Action item:
Copy everything from "Fields implements Java's" down to "API for enumeration." in the passage on Lucene fields and postings below, word for word.

Text passage:
Segment Open

Stored fields are essentially the opposite of postings, providing efficient retrieval of field values given a docid. All stored field values for a document are stored together in a block. Different types of stored field provide high-level datatypes such as strings and numbers on top of the underlying bytes. Stored field values are usually retrieved by the searcher using an implementation of StoredFieldVisitor.

DocValues fields are what are sometimes referred to as columnar, or column-stride fields, by analogy to relational database terminology, in which documents are considered as rows, and fields, columns. DocValues fields store values per-field: a value for every document is held in a single data structure, providing for rapid, sequential lookup of a field-value given a docid. These fields are used for efficient value-based sorting, and for faceting, but they are not useful for filtering.

PointValues represent numeric values using a kd-tree data structure. Efficient 1- and higher dimensional implementations make these the choice for numeric range and interval queries, and geo-spatial queries.

Postings APIs

Fields

Fields is the initial entry point into the postings APIs, this can be obtained in several ways:

 // access indexed fields for an index segment
 Fields fields = reader.fields();
 // access term vector fields for a specified document
 Fields fields = reader.getTermVectors(docid);
 
Fields implements Java's Iterable interface, so it's easy to enumerate the list of fields:
 // enumerate list of fields
 for (String field : fields) {
   // access the terms for this field
   Terms terms = fields.terms(field);
 }
 

Terms

Terms represents the collection of terms within a field, exposes some metadata and statistics, and an API for enumeration.

 // metadata about the field
 System.out.println("positions? " + terms.hasPositions());
 System.out.println("offsets? " + terms.hasOffsets());
 System.out.println("payloads? " + terms.hasPayloads());
 // iterate through terms
 TermsEnum termsEnum = terms.iterator(null);
 BytesRef term = null;
 while ((term = termsEnum.next()) != null) {
   doSomethingWith(termsEnum.term());
 }
 
TermsEnum provides an iterator over the list of terms within a field, some statistics about the term, and methods to access the term's documents and positions.
 // seek to a specific term
 boolean found = termsEnum.seekExact(new BytesRef("foobar"));
 if (found) {
   // get the document frequency
   System.out.println(termsEnum.docFreq());
   // enumerate through documents
   PostingsEnum docs = termsEnum.postings(null, null);
   // enumerate through documents and positions
   PostingsEnum docsAndPositions = termsEnum.postings(null, null, PostingsEnum.FLAG_POSITIONS);
 }
 

Documents

PostingsEnum is an extension of DocIdSetIteratorthat iterates over the list of documents for a term, along with the term frequency within that document.

 int docid;
 while ((docid = docsEnum.nextDoc()) != DocIdSetIterator.NO_MORE_DOCS) {
   System.out.println(docid);
   System.out.println(docsEnum.freq());
  }
 

Positions

PostingsEnum also allows iteration of the positions a term occurred within the document, and any additional per-position information (offsets and payload). The information available is controlled by flags passed to TermsEnum#postings

 int docid;
 PostingsEnum postings = termsEnum.postings(null, null, PostingsEnum.FLAG_PAYLOADS | PostingsEnum.FLAG_OFFSETS);
 while ((docid = postings.nextDoc()) != DocIdSetIterator.NO_MORE_DOCS) {
   System.out.println(docid);
   int freq = postings.freq();
   for (int i = 0; i < freq; i++) {
    System.out.println(postings.nextPosition());
    System.out.println(postings.startOffset());
    System.out.println(postings.endOffset());
    System.out.println(postings.getPayload());
   }
 }
 

Index Statistics

Term statistics

Field statistics

Segment statistics

Document statistics

Document statistics are available during the indexing process for an indexed field: typically a Similarity implementation will store some of these values (possibly in a lossy way), into the normalization value for the document in its Similarity.computeNorm(org.apache.lucene.index.FieldInvertState) method.

Additional user-supplied statistics can be added to the document as DocValues fields and accessed via LeafReader.getNumericDocValues(java.lang.String).

Segment Closed

Supplied data:
Segment Open

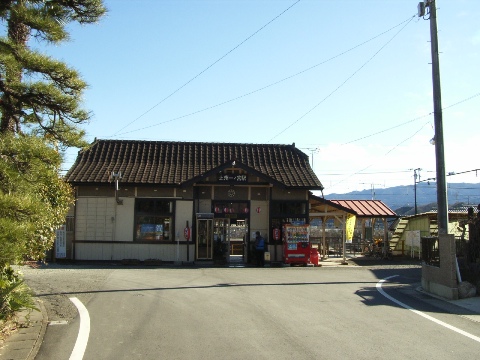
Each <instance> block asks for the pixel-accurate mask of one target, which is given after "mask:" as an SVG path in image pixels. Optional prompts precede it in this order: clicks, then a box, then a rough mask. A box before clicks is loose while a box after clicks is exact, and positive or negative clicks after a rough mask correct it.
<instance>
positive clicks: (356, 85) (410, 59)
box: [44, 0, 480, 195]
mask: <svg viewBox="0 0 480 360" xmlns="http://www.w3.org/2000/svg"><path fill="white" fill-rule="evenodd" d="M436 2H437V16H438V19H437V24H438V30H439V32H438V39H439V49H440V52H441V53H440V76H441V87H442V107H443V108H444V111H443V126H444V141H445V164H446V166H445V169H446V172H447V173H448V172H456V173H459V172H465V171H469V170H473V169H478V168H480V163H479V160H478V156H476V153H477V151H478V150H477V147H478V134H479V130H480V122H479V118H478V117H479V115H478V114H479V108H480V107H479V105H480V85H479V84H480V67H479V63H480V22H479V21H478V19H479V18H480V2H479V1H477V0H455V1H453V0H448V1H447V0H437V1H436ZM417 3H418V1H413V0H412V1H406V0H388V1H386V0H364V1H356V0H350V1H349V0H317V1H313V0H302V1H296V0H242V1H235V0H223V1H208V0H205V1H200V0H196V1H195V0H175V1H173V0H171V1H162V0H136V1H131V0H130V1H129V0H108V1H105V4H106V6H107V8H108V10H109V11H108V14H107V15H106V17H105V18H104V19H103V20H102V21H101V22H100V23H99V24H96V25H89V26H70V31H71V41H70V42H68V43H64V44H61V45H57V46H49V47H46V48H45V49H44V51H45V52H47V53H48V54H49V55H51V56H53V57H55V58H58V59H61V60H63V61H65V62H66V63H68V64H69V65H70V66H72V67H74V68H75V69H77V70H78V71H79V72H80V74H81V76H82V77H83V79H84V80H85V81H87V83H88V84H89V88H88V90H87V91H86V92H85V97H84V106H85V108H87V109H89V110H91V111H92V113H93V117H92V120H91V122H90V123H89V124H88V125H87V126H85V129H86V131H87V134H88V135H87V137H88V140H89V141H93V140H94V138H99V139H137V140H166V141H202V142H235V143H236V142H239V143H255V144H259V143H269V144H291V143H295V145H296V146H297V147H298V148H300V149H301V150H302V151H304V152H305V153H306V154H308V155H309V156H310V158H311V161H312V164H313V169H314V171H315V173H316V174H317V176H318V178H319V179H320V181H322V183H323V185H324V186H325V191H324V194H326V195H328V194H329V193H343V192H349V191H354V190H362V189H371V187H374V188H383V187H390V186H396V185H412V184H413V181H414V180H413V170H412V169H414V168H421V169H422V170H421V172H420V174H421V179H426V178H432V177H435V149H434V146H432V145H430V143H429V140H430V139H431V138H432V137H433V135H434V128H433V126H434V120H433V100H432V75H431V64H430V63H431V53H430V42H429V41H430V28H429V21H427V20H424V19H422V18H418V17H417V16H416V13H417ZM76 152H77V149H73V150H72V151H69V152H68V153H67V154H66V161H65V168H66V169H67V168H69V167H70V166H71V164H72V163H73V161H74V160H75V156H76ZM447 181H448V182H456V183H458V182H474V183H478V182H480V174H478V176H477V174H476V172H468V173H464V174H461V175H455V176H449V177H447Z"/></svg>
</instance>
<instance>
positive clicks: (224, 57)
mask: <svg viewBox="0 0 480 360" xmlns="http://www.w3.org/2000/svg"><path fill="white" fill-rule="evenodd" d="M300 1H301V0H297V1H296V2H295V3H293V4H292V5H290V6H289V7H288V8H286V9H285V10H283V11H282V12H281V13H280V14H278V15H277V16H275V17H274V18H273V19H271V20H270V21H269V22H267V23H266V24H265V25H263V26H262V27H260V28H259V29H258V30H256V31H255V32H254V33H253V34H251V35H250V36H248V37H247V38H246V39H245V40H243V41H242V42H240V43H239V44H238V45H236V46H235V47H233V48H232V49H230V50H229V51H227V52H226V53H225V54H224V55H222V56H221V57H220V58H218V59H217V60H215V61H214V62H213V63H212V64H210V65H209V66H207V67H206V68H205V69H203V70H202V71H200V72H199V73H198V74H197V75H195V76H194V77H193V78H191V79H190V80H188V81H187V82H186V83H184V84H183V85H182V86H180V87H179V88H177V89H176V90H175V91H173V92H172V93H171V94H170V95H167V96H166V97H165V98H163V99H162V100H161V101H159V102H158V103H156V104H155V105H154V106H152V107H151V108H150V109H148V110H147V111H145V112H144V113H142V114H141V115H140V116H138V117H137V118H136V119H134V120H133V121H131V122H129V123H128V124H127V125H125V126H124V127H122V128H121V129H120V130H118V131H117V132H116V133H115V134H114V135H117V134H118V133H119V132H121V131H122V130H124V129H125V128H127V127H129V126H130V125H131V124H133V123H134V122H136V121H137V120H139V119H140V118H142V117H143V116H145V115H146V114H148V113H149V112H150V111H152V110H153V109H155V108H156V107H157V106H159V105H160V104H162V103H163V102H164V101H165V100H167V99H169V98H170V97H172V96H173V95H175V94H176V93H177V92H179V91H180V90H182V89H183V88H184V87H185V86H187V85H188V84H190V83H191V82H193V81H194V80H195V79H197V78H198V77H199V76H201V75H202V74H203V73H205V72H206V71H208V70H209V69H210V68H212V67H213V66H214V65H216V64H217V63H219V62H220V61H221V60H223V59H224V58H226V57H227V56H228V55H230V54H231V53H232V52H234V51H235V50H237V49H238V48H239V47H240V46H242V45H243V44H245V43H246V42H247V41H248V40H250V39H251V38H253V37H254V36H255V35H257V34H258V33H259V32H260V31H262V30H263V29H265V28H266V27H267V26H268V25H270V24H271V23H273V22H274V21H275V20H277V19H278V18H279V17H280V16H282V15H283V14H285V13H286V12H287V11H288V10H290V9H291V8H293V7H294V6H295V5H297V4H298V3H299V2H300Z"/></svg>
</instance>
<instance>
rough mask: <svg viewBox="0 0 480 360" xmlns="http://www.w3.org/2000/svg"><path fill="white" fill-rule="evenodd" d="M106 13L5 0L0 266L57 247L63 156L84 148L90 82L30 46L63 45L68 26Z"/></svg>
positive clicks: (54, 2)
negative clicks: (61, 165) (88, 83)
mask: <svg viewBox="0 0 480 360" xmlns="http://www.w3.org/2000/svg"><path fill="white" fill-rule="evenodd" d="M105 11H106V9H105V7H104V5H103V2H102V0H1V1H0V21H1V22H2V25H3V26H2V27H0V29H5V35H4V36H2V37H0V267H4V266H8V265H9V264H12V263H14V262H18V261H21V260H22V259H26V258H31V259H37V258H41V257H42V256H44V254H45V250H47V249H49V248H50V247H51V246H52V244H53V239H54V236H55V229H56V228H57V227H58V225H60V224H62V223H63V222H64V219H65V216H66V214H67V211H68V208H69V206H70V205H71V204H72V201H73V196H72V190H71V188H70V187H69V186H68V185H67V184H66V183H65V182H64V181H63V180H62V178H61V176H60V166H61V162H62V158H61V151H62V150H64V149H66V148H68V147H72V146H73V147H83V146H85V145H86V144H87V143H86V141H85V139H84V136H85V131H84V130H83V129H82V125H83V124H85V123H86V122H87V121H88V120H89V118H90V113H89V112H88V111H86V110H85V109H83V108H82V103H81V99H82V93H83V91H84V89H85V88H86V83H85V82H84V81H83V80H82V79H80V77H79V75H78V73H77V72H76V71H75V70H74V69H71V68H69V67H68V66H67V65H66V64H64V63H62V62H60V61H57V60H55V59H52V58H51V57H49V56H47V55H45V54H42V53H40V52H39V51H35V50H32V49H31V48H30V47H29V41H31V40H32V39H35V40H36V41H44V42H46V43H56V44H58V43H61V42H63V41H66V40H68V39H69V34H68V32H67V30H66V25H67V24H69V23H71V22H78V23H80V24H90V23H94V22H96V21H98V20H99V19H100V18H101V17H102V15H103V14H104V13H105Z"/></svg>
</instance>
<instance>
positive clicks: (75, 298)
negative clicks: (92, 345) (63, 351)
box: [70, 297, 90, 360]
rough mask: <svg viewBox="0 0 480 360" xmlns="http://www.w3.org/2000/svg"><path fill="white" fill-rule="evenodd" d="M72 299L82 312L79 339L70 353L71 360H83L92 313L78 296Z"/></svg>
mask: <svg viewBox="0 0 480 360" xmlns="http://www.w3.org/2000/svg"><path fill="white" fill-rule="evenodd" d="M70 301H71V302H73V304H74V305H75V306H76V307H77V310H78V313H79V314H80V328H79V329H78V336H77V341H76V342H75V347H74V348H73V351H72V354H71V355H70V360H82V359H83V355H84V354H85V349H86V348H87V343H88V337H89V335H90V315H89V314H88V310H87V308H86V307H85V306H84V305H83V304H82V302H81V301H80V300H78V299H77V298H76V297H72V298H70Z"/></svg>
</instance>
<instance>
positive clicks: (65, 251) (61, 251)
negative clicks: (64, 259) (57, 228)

Segment Closed

Task solution:
Fields implements Java's Iterable interface, so it's easy to enumerate the list of fields:
 // enumerate list of fields
 for (String field : fields) {
   // access the terms for this field
   Terms terms = fields.terms(field);
 }
 

Terms

Terms represents the collection of terms within a field, exposes some metadata and statistics, and an API for enumeration.